Task description: Please express every line of the records below as a Markdown table with the columns Row and Record Line, one numbered row per line, leaving out blank lines.

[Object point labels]
= = =

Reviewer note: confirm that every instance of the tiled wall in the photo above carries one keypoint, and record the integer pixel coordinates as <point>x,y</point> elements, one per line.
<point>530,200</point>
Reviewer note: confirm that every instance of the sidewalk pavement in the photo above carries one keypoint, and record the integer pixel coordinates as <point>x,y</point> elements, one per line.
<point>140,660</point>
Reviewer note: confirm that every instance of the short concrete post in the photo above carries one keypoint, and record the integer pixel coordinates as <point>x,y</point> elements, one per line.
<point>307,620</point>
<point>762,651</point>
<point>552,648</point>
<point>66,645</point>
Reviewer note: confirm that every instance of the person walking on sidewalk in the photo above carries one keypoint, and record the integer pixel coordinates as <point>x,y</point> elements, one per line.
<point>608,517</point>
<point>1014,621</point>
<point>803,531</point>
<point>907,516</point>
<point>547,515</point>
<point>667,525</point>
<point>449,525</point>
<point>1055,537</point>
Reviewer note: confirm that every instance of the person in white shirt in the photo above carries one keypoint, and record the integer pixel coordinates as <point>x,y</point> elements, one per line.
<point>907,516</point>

= = =

Task solution:
| Row | Record Line |
|---|---|
| 1 | Reviewer note: confirm that every instance of the tiled wall in the photo above carries one keypoint, and record the integer pixel coordinates as <point>x,y</point> elements, one per line. |
| 2 | <point>530,200</point> |
| 3 | Reviewer note: confirm that every instance of the sidewalk pavement in the photo above carries one keypoint, and record the integer pixel coordinates as <point>x,y</point> elements, one per line. |
| 4 | <point>140,660</point> |
| 5 | Reviewer note: confirm that every instance of the short concrete post in the photo above carries one keypoint, and record the integer pixel coordinates as <point>x,y</point> elements, one per line. |
| 6 | <point>307,620</point> |
| 7 | <point>762,651</point> |
| 8 | <point>552,648</point> |
| 9 | <point>66,645</point> |
| 10 | Reviewer note: confirm that every instance of the person walking on sidewalk in the photo above carries one keypoint, and record the integer pixel coordinates as <point>x,y</point> elements, one per line. |
| 11 | <point>608,517</point> |
| 12 | <point>1014,621</point> |
| 13 | <point>803,531</point> |
| 14 | <point>907,516</point> |
| 15 | <point>547,515</point> |
| 16 | <point>667,525</point> |
| 17 | <point>449,525</point> |
| 18 | <point>1055,537</point> |
| 19 | Reviewer note: confirm that every instance of the person in white shirt in the photo above carries one keypoint, and record the integer pixel coordinates as <point>x,y</point> elements, one per line. |
| 20 | <point>907,516</point> |